Opdracht 1> Neem woordelijk over uit de tekst over de twaalf inzichten het stuk dat begint bij "Wat ontdekt door" en doorloopt tot en met "Verschillende soorten taal.".

Wat ontdekt door boek? wat is mijn/onze methode? Wat zetten we op de agenda? Wat is onze bijdrage aan muzische professionalisering? Of breder: wat is onze bijdrage aan zoals we op HKU zeggen ‘creatieve maakprocessen en leren’?

 

12 inzichten uit ons onderzoek   

  • Meerstemmigheid (gedaantes en rollen) van de taal zelf. Ik heb iets geleerd over de taal. De plaats van woorden/ tussentaal. De scene. Het narratief. Dat door het te polijsten steeds meer gaat spreken. Nog een keer te vertellen. Manieren van vertellen over ervaring. Verschillende soorten taal.
  • Ontvankelijkheid in het scheppende proces (maak ik of word ik gemaakt). Mezelf in een plek brengen waar ik het nog niet weet. En dan iets maken. Hoe je dat doet. (play it first). Elke week (soms) opnieuw daar gebracht. (de omgang met de innerlijke criticus hierin verwerken of een apart punt van maken).    
  • Dialoog. Hoor en wederhoor. De ander die inbreekt en dat maken openhoudt. Ik dacht dat maken nogal ‘jij bent de maker’ was, maar kom achter dat het dialogische zo sterk is, maken en terugmaken en weer terugmaken. Inbreuk doen op mijn ‘isolement’ blijkt voor mij bijna een voorwaarde om te kunnen maken. de ander/ het andere breekt iets open. Wanneer en hoe laat je dat toe?    
  • Meerstemmigheid ipv gefixeerde identiteit. Er is geen onvervreemdbaar ‘ik’ in dit. Dus die meerdere stemmen ontdekken en laten spreken/tekenen/ zingen. Al die uitingsvormen resoneren met andere ‘ikjes’. Kan je snel ervaren en verkennen!
  • Amateur (en wat liefde in dat verband betekent) Dat aan niets hoeven te beantwoorden. Hoe breng je jezelf in de positie van ‘liefhebber’. Dat dat je leidraad is. Dat het je hobby is. Dat wat je het liefste doet. Daar waar je vrij bent.

Opdracht 2> Geef alleen de vermeldingen opnieuw die lopen van de regel met "Exercise. For every instance of the light-colored" tot en met de regel met "point(782, 132)", met "sand slope" vervangen door "dune" en de rest ongewijzigd.

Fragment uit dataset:

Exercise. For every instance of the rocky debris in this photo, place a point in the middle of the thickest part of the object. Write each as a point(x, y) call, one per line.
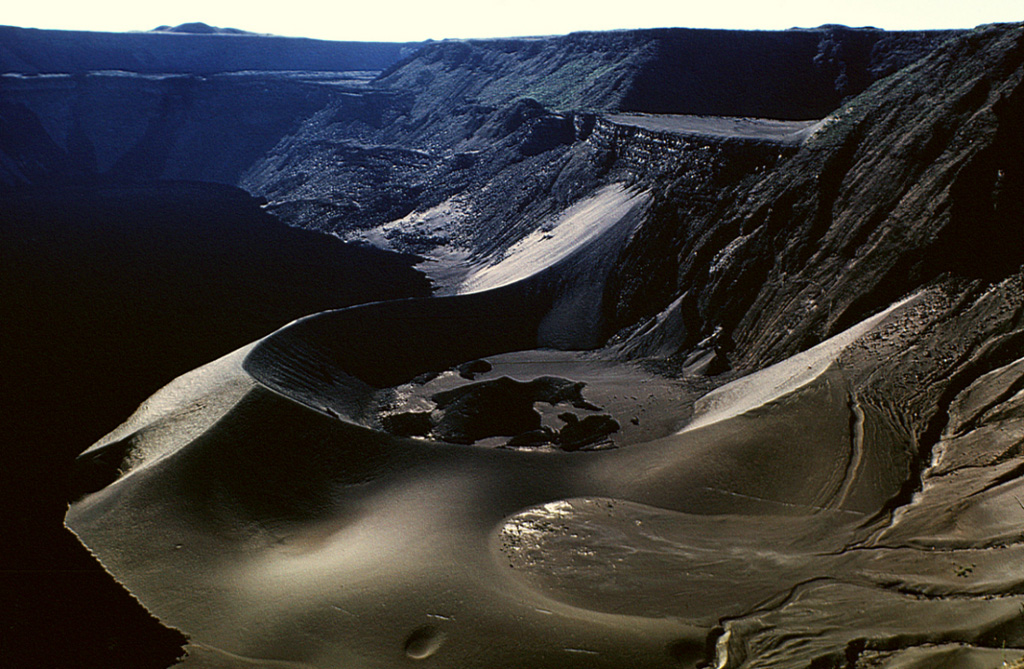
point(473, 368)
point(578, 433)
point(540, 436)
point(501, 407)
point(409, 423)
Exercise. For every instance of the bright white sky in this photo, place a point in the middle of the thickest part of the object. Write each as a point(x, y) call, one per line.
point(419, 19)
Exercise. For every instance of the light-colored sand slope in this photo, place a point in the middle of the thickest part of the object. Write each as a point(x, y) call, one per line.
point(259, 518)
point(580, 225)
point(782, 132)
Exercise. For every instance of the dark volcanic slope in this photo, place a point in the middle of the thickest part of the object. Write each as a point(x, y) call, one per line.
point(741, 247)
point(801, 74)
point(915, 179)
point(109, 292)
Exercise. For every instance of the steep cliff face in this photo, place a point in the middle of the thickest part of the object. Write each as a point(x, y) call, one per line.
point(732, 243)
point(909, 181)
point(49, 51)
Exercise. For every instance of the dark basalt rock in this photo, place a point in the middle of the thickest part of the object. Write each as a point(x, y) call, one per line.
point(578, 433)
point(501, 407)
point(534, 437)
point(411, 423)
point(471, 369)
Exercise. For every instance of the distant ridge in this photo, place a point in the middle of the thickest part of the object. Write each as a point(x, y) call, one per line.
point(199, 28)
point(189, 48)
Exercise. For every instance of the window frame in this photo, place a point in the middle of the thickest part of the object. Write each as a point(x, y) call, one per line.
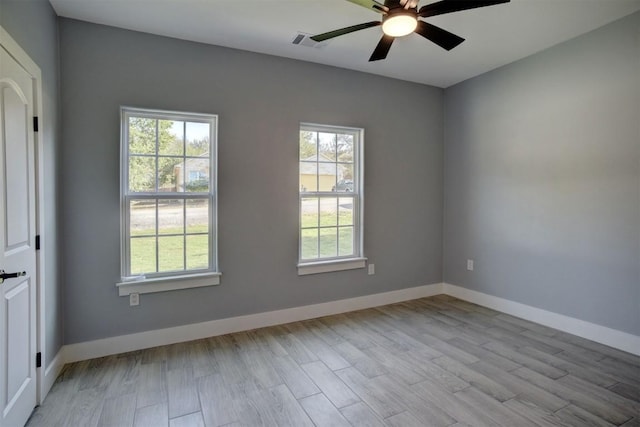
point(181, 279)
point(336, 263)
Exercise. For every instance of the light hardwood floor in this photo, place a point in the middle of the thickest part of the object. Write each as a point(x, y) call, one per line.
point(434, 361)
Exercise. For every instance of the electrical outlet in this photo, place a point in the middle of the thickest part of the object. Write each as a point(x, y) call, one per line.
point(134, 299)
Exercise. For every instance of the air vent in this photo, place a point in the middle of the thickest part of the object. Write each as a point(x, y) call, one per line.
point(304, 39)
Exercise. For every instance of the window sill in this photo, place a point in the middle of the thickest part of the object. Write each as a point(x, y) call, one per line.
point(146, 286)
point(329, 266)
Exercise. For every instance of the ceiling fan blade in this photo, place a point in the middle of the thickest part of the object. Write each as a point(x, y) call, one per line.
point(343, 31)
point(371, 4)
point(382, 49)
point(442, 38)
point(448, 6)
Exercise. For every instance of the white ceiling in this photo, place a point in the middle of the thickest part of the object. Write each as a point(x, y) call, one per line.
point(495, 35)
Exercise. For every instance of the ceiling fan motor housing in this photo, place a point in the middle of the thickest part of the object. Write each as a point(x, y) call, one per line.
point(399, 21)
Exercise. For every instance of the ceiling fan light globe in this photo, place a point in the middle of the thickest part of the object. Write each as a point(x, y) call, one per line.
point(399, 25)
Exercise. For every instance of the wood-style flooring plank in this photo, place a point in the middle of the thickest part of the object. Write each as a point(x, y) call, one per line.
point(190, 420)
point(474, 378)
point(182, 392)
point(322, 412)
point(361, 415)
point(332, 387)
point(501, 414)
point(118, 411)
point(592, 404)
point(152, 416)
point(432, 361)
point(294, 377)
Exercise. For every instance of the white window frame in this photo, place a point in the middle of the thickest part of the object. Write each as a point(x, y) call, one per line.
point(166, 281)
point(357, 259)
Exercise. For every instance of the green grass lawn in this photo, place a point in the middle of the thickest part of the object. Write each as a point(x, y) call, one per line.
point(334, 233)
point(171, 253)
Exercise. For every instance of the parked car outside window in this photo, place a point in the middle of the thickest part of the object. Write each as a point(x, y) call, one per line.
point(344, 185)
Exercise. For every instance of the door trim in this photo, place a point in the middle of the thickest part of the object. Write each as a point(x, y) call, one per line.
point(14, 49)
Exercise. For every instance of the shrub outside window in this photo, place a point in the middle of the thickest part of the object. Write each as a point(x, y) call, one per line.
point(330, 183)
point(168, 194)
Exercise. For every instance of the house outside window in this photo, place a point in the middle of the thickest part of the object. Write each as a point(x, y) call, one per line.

Volledig antwoord 1>
Wat ontdekt door boek? wat is mijn/onze methode? Wat zetten we op de agenda? Wat is onze bijdrage aan muzische professionalisering? Of breder: wat is onze bijdrage aan zoals we op HKU zeggen ‘creatieve maakprocessen en leren’?

 

12 inzichten uit ons onderzoek   

  • Meerstemmigheid (gedaantes en rollen) van de taal zelf. Ik heb iets geleerd over de taal. De plaats van woorden/ tussentaal. De scene. Het narratief. Dat door het te polijsten steeds meer gaat spreken. Nog een keer te vertellen. Manieren van vertellen over ervaring. Verschillende soorten taal.

Volledig antwoord 2>
Exercise. For every instance of the light-colored dune in this photo, place a point in the middle of the thickest part of the object. Write each as a point(x, y) call, one per line.
point(259, 518)
point(580, 225)
point(782, 132)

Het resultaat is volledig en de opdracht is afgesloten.